I wouldnt think theres any chance of it happening, someone like Lue will be picked up before the Marbury saga has finished in NY


----------



## E.H. Munro (Jun 22, 2004)

P-Dub34 said:


> I wasn't being serious, but I'll say the same thing I said since the trade - West fits in better with this group than Rondo. Obviously, I can't really complain, but I'm still not sold on Rondo like everybody else seems to. Like I said, we can't be having a starting point guard getting outplayed by Eddie House or Sam Cassell and riding the bench for thirty-five minutes a game in the playoffs, and we all know there are four or five (if not more) games Rondo didn't show up at all that could've cost the Celtics the title.


I agree with you here. Celtics fans celebrated Rondo's game six "breakout" scoring 21 points on 20 shots _with no one guarding him_. Frankly the performance was downright Walkerian (which might be why #1AWF loves the kid so much). Thankfully the rest of the team played so well that they didn't really need anything from Rondo, but I agree that he hurts the offense more than he helps at times (by dominating the ball and reducing Pierce to floor-spacing shooter and Ray Allen to a corner trey specialist). Here's hoping that Pruitt makes major strides next year, because that seems to be the only long-term upgrade that anyone's going to consider.


----------



## Avalanche (Nov 17, 2005)

never know... rondo could make offensive strides over the off-season, dudes still young


----------



## P-Dub34 (May 19, 2005)

What would be nice is to have a fat expirer to send Rondo + said expirer to Chicago for Hinrich, and hope Paxson still values youth more than winning basketball games.


----------



## E.H. Munro (Jun 22, 2004)

- _STATED GOAL A_
Identify each row that contains the word "edges" and copy every such row in full.
The forum thread and the rows were taken from unrelated sources.

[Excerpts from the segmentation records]

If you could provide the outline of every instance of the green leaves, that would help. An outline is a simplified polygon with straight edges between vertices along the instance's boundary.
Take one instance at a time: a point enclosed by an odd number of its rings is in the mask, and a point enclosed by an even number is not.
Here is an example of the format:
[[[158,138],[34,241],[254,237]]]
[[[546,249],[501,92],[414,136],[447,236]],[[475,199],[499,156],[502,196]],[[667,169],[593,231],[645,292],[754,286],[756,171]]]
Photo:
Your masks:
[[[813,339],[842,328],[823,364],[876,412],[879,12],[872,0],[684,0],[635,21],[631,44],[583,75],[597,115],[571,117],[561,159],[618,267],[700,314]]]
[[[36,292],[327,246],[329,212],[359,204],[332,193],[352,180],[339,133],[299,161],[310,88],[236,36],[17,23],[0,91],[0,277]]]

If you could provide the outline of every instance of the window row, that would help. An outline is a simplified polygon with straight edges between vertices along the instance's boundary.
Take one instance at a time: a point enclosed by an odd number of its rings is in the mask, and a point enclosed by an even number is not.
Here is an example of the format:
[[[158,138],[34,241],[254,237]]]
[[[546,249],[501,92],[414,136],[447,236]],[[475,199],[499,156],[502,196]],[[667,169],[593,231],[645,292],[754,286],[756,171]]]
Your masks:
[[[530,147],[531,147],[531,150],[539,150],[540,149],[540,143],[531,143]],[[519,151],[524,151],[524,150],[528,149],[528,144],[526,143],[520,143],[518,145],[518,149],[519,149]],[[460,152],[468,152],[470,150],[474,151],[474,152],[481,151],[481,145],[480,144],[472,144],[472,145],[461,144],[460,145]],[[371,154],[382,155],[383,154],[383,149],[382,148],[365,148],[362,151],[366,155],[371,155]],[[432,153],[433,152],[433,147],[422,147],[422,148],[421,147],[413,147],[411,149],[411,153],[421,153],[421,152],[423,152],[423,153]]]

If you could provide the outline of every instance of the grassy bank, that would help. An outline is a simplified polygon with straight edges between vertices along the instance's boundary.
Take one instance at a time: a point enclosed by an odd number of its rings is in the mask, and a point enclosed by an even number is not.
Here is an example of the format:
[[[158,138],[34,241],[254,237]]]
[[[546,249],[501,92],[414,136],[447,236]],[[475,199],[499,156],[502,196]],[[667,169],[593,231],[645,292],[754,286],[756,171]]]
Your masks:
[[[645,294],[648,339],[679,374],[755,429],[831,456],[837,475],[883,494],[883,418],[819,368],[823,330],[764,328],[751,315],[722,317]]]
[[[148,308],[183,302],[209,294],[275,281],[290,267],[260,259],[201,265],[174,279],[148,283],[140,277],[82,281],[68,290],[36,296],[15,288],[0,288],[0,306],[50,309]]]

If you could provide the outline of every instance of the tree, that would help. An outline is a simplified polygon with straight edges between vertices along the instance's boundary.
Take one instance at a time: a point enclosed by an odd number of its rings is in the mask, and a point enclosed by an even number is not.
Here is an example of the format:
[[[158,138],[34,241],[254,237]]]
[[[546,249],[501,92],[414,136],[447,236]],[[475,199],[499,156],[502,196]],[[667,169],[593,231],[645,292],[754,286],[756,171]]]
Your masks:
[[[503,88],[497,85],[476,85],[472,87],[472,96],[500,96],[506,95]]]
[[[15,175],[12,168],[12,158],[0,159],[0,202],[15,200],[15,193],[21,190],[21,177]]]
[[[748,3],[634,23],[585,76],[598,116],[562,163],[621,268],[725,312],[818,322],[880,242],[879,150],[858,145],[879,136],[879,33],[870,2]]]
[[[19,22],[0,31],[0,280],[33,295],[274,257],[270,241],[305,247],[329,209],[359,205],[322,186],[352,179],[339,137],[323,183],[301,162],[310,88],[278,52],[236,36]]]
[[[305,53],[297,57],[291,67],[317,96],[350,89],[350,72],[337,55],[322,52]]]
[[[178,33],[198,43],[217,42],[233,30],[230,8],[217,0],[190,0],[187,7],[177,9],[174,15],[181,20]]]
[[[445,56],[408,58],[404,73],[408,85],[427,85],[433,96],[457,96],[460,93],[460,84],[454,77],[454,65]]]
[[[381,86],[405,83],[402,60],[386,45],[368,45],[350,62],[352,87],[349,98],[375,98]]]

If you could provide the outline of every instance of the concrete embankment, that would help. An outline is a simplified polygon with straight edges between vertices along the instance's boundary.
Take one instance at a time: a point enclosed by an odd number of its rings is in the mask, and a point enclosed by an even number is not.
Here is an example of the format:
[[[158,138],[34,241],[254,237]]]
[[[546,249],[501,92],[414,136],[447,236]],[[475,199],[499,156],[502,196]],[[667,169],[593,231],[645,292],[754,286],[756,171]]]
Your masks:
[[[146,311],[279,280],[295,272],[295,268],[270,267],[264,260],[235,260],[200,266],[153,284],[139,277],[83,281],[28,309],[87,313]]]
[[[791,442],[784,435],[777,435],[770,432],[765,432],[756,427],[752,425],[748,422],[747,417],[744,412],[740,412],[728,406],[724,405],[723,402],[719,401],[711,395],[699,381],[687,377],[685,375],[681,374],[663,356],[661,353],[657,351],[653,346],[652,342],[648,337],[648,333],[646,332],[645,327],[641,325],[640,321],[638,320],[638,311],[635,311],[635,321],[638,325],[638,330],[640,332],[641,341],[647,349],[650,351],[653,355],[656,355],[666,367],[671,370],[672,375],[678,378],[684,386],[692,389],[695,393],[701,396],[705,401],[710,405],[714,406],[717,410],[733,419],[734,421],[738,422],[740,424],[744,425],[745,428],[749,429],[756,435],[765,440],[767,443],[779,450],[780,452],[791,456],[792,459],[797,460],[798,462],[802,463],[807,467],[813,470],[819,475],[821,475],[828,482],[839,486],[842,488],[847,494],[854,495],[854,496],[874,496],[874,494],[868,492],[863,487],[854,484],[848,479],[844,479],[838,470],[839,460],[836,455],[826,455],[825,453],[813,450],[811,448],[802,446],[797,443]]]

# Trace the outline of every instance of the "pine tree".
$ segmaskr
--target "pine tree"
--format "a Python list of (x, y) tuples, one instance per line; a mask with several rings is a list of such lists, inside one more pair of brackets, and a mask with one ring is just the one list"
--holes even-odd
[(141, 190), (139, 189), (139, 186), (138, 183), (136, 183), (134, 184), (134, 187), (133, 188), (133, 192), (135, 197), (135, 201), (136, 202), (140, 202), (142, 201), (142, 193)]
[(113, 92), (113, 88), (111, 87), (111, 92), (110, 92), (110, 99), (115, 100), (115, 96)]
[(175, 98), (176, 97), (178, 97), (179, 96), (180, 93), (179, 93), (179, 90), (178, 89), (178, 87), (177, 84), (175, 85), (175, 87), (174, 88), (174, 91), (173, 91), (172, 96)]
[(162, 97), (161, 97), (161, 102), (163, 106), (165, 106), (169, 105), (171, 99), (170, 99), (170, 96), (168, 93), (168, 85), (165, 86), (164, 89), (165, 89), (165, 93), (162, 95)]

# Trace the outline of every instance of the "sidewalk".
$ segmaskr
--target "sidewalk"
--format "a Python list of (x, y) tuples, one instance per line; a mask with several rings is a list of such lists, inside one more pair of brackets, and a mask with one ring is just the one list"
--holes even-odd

- _STATED GOAL B_
Reproduce word for word the stretch of the forum thread from "## P-Dub34 (May" through "winning basketball games.".

- _CORRECT ANSWER A_
If you could provide the outline of every instance of the green leaves, that would help. An outline is a simplified polygon with straight edges between vertices along the instance's boundary.
If you could provide the outline of every instance of the window row, that would help. An outline is a simplified polygon with straight edges between vertices along the instance's boundary.
If you could provide the outline of every instance of the grassy bank, that would help. An outline is a simplified polygon with straight edges between vertices along the instance's boundary.
If you could provide the outline of every instance of the tree, that would help. An outline is a simplified polygon with straight edges between vertices along the instance's boundary.
If you could provide the outline of every instance of the concrete embankment, that would help. An outline is a simplified polygon with straight edges between vertices along the instance's boundary.

- _CORRECT ANSWER B_
## P-Dub34 (May 19, 2005)

What would be nice is to have a fat expirer to send Rondo + said expirer to Chicago for Hinrich, and hope Paxson still values youth more than winning basketball games.